*** Provided information Section Begins ***
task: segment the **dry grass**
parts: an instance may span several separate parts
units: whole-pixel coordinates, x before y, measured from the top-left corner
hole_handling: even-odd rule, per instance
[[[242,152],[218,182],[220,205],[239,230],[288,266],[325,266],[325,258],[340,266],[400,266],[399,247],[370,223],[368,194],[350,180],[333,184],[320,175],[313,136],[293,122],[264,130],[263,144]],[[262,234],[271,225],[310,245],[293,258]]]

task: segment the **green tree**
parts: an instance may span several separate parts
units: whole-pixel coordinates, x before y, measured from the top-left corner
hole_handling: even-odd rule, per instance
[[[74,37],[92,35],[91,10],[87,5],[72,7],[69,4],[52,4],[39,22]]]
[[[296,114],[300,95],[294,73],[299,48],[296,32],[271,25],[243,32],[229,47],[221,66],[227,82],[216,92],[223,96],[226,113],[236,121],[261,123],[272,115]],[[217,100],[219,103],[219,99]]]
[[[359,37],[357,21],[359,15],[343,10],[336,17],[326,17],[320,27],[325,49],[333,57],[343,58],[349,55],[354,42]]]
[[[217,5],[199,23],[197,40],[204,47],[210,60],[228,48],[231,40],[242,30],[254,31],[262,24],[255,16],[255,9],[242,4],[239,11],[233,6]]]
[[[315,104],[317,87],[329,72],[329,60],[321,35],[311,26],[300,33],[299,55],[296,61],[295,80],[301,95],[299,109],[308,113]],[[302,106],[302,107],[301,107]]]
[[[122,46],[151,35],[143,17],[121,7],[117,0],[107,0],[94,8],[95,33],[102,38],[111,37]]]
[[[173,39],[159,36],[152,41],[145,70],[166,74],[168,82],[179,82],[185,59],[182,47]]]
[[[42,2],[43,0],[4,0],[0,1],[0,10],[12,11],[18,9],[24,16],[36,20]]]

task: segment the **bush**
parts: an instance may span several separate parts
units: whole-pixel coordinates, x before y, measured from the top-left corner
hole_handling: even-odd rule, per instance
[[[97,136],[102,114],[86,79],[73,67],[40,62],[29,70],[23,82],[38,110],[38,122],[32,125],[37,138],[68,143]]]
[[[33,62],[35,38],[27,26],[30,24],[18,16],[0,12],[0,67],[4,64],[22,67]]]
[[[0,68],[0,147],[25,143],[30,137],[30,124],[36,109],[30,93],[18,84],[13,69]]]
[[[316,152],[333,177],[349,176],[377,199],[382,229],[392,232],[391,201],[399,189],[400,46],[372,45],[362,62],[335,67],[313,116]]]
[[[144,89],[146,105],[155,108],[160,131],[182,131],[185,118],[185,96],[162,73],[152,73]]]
*** Provided information Section Ends ***
* [Requirement]
Write the entries out again exactly.

* [Answer section]
task: segment the **dry grass**
parts: an instance may span several separate parts
units: whole-pixel coordinates, x before y, measured from the top-left corner
hole_handling: even-odd rule, per instance
[[[242,152],[218,182],[220,205],[239,230],[288,266],[325,266],[325,258],[340,266],[400,266],[399,247],[370,223],[368,194],[350,180],[333,184],[320,175],[313,136],[293,122],[264,130],[263,144]],[[262,234],[271,225],[310,245],[293,258]]]

task: segment the **green tree**
parts: an instance may span several separate parts
units: whole-pixel coordinates, x before y, measured from the top-left corner
hole_handling: even-odd rule, per instance
[[[74,37],[92,35],[91,10],[87,5],[72,7],[69,4],[52,4],[39,22]]]
[[[296,114],[300,95],[294,73],[299,48],[296,32],[271,25],[243,32],[229,47],[221,66],[227,82],[216,92],[223,96],[226,113],[236,121],[261,123],[272,115]],[[217,100],[219,103],[219,99]]]
[[[359,37],[357,21],[359,15],[343,10],[336,17],[326,17],[320,27],[325,49],[333,57],[343,58],[349,55],[354,42]]]
[[[217,5],[199,23],[197,40],[204,47],[210,60],[228,48],[231,40],[242,30],[254,31],[262,24],[255,16],[255,9],[242,4],[239,11],[233,6]]]
[[[315,104],[317,87],[329,72],[329,60],[321,35],[311,26],[300,33],[299,55],[296,61],[295,80],[301,95],[299,109],[308,113]],[[302,106],[302,107],[301,107]]]
[[[122,46],[151,35],[143,17],[121,7],[117,0],[107,0],[94,8],[95,33],[102,38],[111,37]]]
[[[173,39],[159,36],[152,41],[145,70],[166,74],[168,82],[179,82],[185,59],[182,47]]]
[[[42,2],[43,0],[4,0],[0,1],[0,10],[12,11],[18,9],[24,16],[36,20]]]

task: segment the **bush**
parts: an instance may span several separate parts
units: whole-pixel coordinates, x before y, measured from the top-left corner
hole_handling: even-odd rule, per instance
[[[97,136],[102,114],[86,79],[73,67],[40,62],[29,70],[23,82],[38,110],[38,122],[32,125],[37,138],[68,143]]]
[[[33,62],[35,38],[27,26],[30,24],[18,16],[0,12],[0,67],[4,64],[22,67]]]
[[[0,68],[0,147],[25,143],[30,137],[30,124],[36,109],[30,93],[18,84],[13,69]]]
[[[316,152],[333,177],[349,176],[377,199],[382,229],[392,232],[391,201],[399,189],[400,46],[372,45],[362,62],[335,67],[313,116]]]
[[[144,89],[146,105],[155,108],[160,131],[182,131],[185,118],[185,96],[162,73],[152,73]]]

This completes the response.